======== Raw data ========
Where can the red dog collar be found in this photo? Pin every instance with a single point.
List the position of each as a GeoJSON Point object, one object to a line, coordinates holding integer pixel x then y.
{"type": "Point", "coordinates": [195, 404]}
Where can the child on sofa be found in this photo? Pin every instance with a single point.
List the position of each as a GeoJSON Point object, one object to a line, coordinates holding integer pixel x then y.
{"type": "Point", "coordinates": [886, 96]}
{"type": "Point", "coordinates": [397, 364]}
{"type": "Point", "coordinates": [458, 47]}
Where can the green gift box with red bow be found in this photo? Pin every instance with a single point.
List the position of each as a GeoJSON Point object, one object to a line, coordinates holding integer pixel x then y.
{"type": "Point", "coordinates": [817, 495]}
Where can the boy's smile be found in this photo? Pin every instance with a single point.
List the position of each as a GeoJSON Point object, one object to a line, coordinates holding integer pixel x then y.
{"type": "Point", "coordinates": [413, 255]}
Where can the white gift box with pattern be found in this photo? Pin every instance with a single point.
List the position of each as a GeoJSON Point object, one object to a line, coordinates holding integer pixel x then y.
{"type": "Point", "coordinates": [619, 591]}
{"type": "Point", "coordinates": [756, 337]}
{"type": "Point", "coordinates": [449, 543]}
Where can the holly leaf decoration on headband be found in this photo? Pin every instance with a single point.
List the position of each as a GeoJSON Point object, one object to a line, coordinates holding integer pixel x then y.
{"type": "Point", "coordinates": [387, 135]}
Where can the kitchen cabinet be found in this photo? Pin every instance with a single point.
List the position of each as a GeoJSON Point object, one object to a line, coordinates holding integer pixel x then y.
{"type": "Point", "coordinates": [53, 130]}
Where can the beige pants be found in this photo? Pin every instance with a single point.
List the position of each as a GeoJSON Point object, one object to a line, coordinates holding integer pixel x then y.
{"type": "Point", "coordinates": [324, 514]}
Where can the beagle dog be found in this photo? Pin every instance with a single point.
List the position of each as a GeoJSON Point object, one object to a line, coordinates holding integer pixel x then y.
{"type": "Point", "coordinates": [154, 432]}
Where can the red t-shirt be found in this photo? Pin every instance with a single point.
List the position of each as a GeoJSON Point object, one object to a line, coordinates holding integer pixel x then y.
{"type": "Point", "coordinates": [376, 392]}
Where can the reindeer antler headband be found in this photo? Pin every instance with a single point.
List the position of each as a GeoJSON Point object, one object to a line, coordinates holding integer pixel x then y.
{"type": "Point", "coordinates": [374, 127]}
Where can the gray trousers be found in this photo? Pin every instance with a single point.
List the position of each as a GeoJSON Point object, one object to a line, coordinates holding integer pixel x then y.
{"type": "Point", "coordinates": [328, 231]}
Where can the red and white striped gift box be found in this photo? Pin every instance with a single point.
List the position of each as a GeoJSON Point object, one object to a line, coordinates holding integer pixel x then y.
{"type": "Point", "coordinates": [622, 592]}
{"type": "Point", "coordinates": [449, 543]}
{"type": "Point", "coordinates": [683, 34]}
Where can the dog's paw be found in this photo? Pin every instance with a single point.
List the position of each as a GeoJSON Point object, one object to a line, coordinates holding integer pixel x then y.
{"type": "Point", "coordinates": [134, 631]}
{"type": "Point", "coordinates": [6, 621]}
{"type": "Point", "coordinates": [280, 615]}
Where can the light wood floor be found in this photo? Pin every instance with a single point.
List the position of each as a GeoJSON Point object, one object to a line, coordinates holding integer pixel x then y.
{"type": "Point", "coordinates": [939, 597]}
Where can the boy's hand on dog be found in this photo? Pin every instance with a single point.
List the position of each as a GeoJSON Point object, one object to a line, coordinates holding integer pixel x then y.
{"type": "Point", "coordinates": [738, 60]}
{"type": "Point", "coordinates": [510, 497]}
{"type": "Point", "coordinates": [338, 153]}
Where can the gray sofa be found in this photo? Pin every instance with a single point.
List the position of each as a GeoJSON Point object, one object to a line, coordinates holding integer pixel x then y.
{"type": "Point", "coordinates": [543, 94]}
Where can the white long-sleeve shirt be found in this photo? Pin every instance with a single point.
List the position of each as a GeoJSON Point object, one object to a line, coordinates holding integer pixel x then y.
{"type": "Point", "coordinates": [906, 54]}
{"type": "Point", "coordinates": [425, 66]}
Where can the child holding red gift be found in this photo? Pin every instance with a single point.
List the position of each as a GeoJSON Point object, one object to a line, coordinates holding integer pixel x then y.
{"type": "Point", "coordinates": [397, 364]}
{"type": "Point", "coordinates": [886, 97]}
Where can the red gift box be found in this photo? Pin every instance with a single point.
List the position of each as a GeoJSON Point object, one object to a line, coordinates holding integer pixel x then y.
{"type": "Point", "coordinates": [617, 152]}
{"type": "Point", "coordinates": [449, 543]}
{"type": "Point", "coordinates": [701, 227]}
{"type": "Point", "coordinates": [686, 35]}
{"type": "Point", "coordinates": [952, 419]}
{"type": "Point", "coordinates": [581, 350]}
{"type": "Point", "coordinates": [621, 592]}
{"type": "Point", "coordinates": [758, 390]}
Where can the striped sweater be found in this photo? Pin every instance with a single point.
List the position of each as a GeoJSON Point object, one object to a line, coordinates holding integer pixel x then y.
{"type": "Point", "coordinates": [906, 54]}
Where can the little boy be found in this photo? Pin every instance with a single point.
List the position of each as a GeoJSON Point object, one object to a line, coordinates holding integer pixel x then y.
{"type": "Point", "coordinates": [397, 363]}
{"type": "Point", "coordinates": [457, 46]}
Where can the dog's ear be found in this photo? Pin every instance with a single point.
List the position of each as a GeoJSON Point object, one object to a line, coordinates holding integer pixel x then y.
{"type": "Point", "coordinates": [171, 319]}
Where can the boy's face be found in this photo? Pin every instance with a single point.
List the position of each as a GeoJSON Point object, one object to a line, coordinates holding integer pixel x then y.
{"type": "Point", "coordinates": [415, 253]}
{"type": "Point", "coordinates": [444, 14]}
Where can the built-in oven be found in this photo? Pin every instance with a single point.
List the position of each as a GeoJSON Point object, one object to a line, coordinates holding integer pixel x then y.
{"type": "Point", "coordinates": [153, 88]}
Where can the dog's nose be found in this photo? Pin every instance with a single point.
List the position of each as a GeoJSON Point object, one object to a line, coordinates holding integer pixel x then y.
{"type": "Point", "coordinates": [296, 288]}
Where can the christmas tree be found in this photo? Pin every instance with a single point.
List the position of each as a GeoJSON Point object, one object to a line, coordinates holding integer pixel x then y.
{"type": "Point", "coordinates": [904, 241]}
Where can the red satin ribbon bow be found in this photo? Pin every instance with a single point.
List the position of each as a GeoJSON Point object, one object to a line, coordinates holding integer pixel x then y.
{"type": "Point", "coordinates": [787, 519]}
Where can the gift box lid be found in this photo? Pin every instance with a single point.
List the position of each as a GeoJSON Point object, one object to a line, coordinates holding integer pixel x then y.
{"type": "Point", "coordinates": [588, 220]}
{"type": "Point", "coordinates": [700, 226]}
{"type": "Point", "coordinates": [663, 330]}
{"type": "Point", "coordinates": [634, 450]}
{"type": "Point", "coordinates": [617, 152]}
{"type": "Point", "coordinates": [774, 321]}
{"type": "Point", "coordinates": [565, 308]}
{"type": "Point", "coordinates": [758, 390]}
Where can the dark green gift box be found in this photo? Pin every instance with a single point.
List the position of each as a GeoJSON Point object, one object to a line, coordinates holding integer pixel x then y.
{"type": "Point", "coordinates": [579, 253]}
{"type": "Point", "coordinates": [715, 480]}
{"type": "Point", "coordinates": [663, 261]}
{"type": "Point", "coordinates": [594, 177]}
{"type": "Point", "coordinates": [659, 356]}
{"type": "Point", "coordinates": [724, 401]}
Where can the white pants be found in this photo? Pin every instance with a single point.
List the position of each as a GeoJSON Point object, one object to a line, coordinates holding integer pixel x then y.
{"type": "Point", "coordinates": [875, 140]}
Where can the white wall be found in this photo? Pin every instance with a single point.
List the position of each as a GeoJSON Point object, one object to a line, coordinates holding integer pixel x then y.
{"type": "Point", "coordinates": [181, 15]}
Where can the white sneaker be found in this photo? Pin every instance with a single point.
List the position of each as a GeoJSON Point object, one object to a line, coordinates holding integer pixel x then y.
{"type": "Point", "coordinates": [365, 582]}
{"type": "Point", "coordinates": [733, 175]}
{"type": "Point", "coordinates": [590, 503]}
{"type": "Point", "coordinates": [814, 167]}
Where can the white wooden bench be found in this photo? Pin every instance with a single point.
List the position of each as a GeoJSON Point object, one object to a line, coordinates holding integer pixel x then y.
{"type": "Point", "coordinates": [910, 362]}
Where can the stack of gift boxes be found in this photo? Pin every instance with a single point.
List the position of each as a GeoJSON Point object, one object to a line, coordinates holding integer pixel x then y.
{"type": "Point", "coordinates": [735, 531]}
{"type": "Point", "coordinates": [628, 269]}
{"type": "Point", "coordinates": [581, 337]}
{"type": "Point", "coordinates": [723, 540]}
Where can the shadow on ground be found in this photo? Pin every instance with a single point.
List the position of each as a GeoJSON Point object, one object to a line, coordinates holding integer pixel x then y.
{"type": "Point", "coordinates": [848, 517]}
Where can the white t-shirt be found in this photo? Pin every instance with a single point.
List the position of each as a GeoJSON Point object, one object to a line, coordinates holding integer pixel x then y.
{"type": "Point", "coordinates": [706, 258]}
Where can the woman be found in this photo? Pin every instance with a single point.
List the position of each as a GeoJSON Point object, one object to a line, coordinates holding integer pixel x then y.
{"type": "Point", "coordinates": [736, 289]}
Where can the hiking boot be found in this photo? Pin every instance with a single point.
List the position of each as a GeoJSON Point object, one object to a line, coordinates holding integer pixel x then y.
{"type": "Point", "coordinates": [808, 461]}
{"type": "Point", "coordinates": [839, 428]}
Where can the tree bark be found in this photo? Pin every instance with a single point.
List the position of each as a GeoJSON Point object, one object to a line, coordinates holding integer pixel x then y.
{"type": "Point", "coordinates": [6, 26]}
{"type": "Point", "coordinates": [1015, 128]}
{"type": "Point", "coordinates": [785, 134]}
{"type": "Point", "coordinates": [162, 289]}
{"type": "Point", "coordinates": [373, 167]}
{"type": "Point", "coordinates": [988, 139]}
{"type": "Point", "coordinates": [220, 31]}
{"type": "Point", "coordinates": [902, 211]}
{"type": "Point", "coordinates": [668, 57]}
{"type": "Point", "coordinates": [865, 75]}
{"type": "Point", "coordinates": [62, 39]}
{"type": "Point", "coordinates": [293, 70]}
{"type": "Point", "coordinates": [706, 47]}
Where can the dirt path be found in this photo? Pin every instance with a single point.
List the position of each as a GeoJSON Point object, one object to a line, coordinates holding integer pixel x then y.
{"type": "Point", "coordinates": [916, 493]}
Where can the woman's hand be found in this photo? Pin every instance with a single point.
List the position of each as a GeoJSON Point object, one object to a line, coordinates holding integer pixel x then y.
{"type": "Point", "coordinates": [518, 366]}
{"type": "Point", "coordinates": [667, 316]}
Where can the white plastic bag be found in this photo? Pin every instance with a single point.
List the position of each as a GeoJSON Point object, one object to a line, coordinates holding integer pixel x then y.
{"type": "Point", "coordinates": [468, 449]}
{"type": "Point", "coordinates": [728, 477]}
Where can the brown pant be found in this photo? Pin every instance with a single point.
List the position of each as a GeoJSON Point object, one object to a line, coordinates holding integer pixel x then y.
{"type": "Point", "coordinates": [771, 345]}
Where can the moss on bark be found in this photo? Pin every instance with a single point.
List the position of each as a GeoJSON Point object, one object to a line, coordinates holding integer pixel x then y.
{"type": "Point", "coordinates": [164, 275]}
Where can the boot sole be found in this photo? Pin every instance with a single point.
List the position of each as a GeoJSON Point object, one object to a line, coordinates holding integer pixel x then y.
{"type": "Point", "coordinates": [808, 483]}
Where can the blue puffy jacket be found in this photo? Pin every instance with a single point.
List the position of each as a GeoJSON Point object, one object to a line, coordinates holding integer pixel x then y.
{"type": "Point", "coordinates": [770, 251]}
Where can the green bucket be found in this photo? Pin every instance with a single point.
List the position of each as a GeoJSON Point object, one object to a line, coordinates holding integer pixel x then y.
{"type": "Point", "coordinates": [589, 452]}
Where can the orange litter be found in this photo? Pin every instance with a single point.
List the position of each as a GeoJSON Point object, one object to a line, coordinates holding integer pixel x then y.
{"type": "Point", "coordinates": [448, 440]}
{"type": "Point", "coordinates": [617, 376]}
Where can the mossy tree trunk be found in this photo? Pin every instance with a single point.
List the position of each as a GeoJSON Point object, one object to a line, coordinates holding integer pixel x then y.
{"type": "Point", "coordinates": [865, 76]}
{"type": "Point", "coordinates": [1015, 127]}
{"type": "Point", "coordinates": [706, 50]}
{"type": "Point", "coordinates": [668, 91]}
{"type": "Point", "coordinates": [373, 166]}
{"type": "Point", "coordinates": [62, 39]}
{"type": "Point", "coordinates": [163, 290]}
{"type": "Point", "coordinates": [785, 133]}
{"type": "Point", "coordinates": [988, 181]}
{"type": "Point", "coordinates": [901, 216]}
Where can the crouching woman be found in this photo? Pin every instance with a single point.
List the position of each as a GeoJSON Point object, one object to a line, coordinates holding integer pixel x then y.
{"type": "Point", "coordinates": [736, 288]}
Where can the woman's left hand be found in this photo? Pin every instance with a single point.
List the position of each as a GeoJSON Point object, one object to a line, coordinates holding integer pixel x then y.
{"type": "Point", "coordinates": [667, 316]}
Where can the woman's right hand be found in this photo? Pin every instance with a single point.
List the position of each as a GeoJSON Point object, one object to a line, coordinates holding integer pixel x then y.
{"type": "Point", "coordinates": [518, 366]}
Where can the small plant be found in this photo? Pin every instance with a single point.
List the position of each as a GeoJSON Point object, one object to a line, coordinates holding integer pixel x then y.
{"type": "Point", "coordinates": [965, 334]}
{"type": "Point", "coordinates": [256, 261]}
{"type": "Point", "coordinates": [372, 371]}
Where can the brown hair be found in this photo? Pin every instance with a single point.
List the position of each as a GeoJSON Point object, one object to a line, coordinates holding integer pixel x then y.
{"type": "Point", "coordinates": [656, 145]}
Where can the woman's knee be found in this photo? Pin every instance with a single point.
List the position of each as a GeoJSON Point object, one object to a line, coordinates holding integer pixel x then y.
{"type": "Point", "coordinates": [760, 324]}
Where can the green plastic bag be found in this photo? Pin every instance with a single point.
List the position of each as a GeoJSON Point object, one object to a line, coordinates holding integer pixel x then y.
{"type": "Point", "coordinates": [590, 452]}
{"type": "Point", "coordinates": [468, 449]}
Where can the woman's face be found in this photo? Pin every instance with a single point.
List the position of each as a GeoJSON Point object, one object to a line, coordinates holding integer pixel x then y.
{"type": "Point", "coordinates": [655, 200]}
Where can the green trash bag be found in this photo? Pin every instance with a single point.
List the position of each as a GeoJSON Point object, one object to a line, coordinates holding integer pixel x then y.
========
— Brief —
Exactly and exclusively, repeat the lines from the line that contains "Where can the small" through the end of the records, both ends included.

— Task output —
Where can the small plant be found in this photo? Pin every instance with a single point.
List the position of each as a GeoJSON Point object, one object to a line, coordinates holding integer pixel x then y.
{"type": "Point", "coordinates": [965, 334]}
{"type": "Point", "coordinates": [256, 261]}
{"type": "Point", "coordinates": [372, 371]}
Where can the brown hair be found in this photo? Pin every instance with a single point.
List the position of each as a GeoJSON Point object, one object to a line, coordinates holding integer pixel x then y.
{"type": "Point", "coordinates": [656, 145]}
Where can the woman's knee be found in this photo? Pin every instance with a single point.
List the position of each as a GeoJSON Point object, one object to a line, coordinates holding integer pixel x then y.
{"type": "Point", "coordinates": [760, 324]}
Where can the green plastic bag be found in this photo? Pin every instance with a single point.
List the position of each as a GeoJSON Point object, one object to a line, coordinates holding integer pixel x then y.
{"type": "Point", "coordinates": [590, 452]}
{"type": "Point", "coordinates": [468, 449]}
Where can the woman's face be found in this photo? Pin every instance with a single point.
List the position of each as a GeoJSON Point object, one object to a line, coordinates holding integer pixel x then y.
{"type": "Point", "coordinates": [655, 200]}
Where can the green trash bag be found in this photo? Pin every instance with a single point.
List the position of each as a GeoJSON Point object, one object to a line, coordinates holding integer pixel x then y.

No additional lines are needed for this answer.